● Exercise goal
Reproduce each of the entries below verbatim, preserving every character and line.

● Listing
--- start ---
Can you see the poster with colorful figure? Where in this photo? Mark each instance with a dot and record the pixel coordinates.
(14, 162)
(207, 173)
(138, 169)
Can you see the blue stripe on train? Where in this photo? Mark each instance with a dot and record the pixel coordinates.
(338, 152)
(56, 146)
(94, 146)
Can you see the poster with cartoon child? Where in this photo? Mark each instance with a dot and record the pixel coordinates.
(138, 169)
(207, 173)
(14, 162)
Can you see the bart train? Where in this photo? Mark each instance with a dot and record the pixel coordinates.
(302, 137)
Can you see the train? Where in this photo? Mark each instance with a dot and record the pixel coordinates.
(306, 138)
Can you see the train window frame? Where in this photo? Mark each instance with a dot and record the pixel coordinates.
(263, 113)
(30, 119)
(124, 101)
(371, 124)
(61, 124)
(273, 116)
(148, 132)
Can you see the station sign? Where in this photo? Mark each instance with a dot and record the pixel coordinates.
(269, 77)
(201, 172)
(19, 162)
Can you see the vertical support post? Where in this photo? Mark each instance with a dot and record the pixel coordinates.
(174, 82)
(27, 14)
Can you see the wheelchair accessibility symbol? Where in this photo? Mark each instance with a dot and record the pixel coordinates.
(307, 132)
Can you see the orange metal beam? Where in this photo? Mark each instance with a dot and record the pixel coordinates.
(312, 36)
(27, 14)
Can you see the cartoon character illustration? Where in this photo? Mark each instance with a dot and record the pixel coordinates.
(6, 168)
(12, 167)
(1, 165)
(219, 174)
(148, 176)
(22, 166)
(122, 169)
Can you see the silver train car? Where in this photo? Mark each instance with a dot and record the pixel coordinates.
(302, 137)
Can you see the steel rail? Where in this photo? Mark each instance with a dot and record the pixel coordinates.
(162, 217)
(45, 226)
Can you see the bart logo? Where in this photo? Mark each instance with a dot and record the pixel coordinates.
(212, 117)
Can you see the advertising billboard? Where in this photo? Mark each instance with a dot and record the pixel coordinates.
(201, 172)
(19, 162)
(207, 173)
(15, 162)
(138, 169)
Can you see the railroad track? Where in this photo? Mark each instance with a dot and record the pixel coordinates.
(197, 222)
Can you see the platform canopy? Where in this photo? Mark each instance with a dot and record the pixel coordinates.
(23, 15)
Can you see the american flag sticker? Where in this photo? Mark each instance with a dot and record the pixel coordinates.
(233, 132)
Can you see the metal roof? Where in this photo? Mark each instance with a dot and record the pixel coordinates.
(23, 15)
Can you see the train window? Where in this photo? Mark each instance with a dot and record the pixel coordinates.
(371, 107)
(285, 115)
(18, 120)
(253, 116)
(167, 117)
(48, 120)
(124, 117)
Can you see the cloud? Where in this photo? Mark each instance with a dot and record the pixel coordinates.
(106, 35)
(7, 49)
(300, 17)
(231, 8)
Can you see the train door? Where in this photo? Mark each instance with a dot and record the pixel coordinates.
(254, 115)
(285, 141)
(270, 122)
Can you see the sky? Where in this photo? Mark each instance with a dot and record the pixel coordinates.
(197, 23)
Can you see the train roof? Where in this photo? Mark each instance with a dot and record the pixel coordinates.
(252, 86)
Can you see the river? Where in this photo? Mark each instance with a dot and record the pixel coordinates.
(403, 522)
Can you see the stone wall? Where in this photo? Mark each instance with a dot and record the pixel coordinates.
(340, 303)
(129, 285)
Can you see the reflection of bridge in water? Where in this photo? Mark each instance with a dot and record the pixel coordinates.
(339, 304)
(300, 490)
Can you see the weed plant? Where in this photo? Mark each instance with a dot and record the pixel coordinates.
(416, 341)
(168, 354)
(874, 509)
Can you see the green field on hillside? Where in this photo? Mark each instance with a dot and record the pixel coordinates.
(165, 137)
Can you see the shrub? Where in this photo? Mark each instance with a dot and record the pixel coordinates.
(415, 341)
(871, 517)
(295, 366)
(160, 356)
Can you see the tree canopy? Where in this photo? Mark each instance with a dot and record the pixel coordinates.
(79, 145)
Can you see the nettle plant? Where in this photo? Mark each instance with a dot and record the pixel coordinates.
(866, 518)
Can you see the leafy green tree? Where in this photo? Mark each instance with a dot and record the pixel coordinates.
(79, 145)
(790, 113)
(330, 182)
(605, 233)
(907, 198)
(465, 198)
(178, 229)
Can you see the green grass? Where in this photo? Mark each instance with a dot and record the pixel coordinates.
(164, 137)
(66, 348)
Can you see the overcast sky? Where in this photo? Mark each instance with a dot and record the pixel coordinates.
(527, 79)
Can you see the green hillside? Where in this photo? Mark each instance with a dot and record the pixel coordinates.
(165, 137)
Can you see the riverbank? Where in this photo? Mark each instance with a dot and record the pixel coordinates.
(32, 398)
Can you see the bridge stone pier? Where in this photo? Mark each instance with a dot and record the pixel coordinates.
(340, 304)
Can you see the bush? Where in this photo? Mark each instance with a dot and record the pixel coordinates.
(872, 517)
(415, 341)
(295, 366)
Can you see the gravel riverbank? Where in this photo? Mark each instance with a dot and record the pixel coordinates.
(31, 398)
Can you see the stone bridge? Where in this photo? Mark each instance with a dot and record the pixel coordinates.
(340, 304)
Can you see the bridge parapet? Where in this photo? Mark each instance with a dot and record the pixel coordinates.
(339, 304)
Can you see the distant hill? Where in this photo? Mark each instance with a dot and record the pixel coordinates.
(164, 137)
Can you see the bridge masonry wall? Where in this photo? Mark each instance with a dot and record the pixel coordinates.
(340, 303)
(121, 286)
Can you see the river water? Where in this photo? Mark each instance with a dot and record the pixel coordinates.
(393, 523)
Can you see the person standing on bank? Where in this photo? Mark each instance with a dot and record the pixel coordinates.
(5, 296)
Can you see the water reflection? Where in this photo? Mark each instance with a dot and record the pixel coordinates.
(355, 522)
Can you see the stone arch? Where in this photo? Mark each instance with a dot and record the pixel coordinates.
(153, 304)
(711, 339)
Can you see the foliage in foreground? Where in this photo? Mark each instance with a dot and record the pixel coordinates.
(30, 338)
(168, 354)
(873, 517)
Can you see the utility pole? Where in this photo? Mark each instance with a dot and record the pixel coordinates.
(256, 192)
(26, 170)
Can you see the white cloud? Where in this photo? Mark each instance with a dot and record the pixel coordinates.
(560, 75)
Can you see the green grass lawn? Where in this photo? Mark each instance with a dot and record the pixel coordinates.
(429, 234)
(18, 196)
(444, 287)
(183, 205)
--- end ---
● Task answer
Can you see the poster with colorful figure? Where in this photo? Mark each instance with a dot and record the pixel coordinates.
(14, 162)
(207, 173)
(138, 169)
Can you see the blue stripe on train? Where in this photo? Mark each instance with a dot and record the pixel coordinates.
(338, 152)
(56, 146)
(94, 146)
Can you see the poster with cartoon child? Where in this photo? Mark each instance with a dot and record the pixel coordinates.
(138, 169)
(207, 173)
(14, 162)
Can you see the bart train? Where in this photo? Mark each instance with a dot and record the pixel coordinates.
(302, 137)
Can you see the train? Where in this photo? Mark each instance with a dot and record the pixel coordinates.
(306, 138)
Can you see the train window frame? Where in this photo? Mark each instance with a dot and record the pixel coordinates.
(263, 113)
(30, 119)
(124, 101)
(371, 124)
(61, 124)
(273, 116)
(148, 132)
Can you see the station sign? Where in this photo? Mark each instance with a dot and record the pixel coordinates.
(269, 77)
(201, 172)
(19, 162)
Can you see the vertical support post? Where in this photo? Mark each instance with a dot and record the pixel coordinates.
(174, 82)
(27, 14)
Can you see the wheelchair accessibility symbol? Where in this photo? Mark each instance with a dot and record the pixel coordinates.
(307, 132)
Can you see the orange metal beam? Where in this photo? Mark each instance with a dot and record the pixel coordinates.
(312, 36)
(27, 14)
Can you see the cartoon character illustration? Where in this photo? Mark each instance with a dot and record the pixel coordinates.
(6, 168)
(12, 167)
(1, 165)
(219, 174)
(148, 176)
(22, 166)
(122, 169)
Can you see the silver train car? Where in this photo? Mark each instance with a dot and record the pixel coordinates.
(302, 137)
Can you see the steel rail? Where in this photo? Mark each instance with a dot and record the pixel coordinates.
(162, 217)
(45, 226)
Can you see the bart logo? Where in this photo? Mark each instance with a dot and record the pixel coordinates.
(212, 117)
Can you see the advertising billboard? Where in this photo? Mark each instance with a dot and record the pixel coordinates.
(201, 172)
(19, 162)
(207, 173)
(15, 162)
(138, 169)
Can you see the railroad track? Where in this photo? Mark each instance with a dot and record the pixel coordinates.
(197, 222)
Can you see the platform canopy? Where in this photo? Mark each instance with a dot and record the pixel coordinates.
(23, 15)
Can you see the american flag sticker? Where in this photo? Mark each instance with a dot and record the pixel coordinates.
(233, 132)
Can you see the metal roof? Where in this photo? Mark each instance with a dot and record the pixel coordinates.
(23, 15)
Can you see the train window? Where in this photo? Mark each instance with a dot and record the pixel coordinates.
(371, 107)
(285, 115)
(18, 120)
(253, 116)
(167, 117)
(48, 120)
(124, 117)
Can you see the cloud? Where in this photo? Mark each instance with a dot and record the pixel coordinates.
(106, 35)
(7, 49)
(300, 17)
(231, 8)
Can you see the train door? Where in this photo? Mark each instance with a dot and record the pixel coordinates.
(254, 115)
(285, 141)
(270, 122)
Can you see the sky? Where in this photo? Mark each instance with a dot and record the pixel coordinates.
(197, 23)
Can you see the train roof? Where in this photo? Mark each instance with a dot and record the pixel coordinates.
(252, 86)
Can you see the river? Where in this photo? Mark each instance with a dot and record the pixel coordinates.
(403, 522)
Can you see the stone wall? Where in this photo? Mark each instance with a dot and record the pixel coordinates.
(340, 303)
(129, 285)
Can you see the reflection of bridge in water? Where in this photo? Mark each instance with a dot and record the pixel coordinates.
(339, 304)
(300, 490)
Can you see the weed plant? Where in this photo? Mark each instance with a dot and record the pixel coordinates.
(416, 341)
(168, 354)
(874, 509)
Can you see the green field on hillside? Where in this photo? Mark each instance with a dot and record the pixel coordinates.
(165, 137)
Can you see the shrub? Where in this photo? Mark each instance with a dot and record the pixel coordinates.
(415, 341)
(871, 517)
(295, 366)
(160, 356)
Can you see the tree canopy? Where in this photo? Mark each instance with a dot and record the pixel coordinates.
(79, 145)
Can you see the nettle plant? Where in this photo? Mark each instance with a dot and record the pixel coordinates.
(866, 518)
Can you see the leafy green tree? Where in this photo? Mark each instance with a dot and record the pixel coordinates.
(79, 145)
(790, 113)
(330, 182)
(605, 233)
(907, 198)
(465, 198)
(178, 229)
Can you see the green grass? Where in this photo? Mark each instance with a dot and record the pixel coordinates.
(164, 137)
(66, 348)
Can you see the overcast sky? Where in this photo? Mark each instance with a dot and record the pixel coordinates.
(527, 79)
Can you see the green hillside? Where in this photo? Mark each instance with a dot and record the pixel coordinates.
(165, 137)
Can you see the riverbank? Where in this photo? Mark each instance with a dot and record the pixel coordinates.
(32, 398)
Can you see the bridge stone pier? Where in this photo? Mark each instance with a dot and record the pixel coordinates.
(340, 304)
Can you see the bush? Where in this photo? Mark each instance with a dot and record the pixel coordinates.
(872, 517)
(415, 341)
(295, 366)
Can you see the gravel riverbank? Where in this photo? Mark each instance with a dot and record the pixel coordinates.
(31, 398)
Can you see the stone bridge? Where in this photo? Mark each instance with a dot and record the pixel coordinates.
(340, 304)
Can you see the bridge parapet? Where in this photo? Mark each instance with a dot and record the pixel coordinates.
(339, 304)
Can you see the distant hill? Where in this photo? Mark each instance with a dot and record the pixel coordinates.
(164, 137)
Can you see the bridge masonry wall? Where in this photo? Mark each instance with a dot and record the pixel coordinates.
(340, 303)
(121, 286)
Can you see the river water? Where in this photo? Mark each instance with a dot and record the pixel coordinates.
(393, 523)
Can you see the person standing on bank? Where in this photo? Mark each instance with a dot and record the pixel coordinates.
(5, 296)
Can you see the water reflection? Where in this photo? Mark each instance with a dot and record the pixel coordinates.
(355, 522)
Can you see the stone arch? Where in this photo? Mark each instance with a dot and record the pixel coordinates.
(153, 304)
(711, 339)
Can you see the foliage in foreground? Where in this photo? Mark each instance with a dot and record the pixel coordinates.
(30, 338)
(168, 354)
(873, 517)
Can you see the utility pole? Where in this photo? Mark each instance with a dot and record the pixel coordinates.
(256, 192)
(26, 170)
Can you see the white cloud? Where in this photo? Mark each instance with a dot and record the pixel coordinates.
(560, 75)
Can you see the green grass lawn? Where in this photo? Mark each instance with a dot and record the pixel coordinates.
(429, 234)
(18, 196)
(444, 287)
(183, 205)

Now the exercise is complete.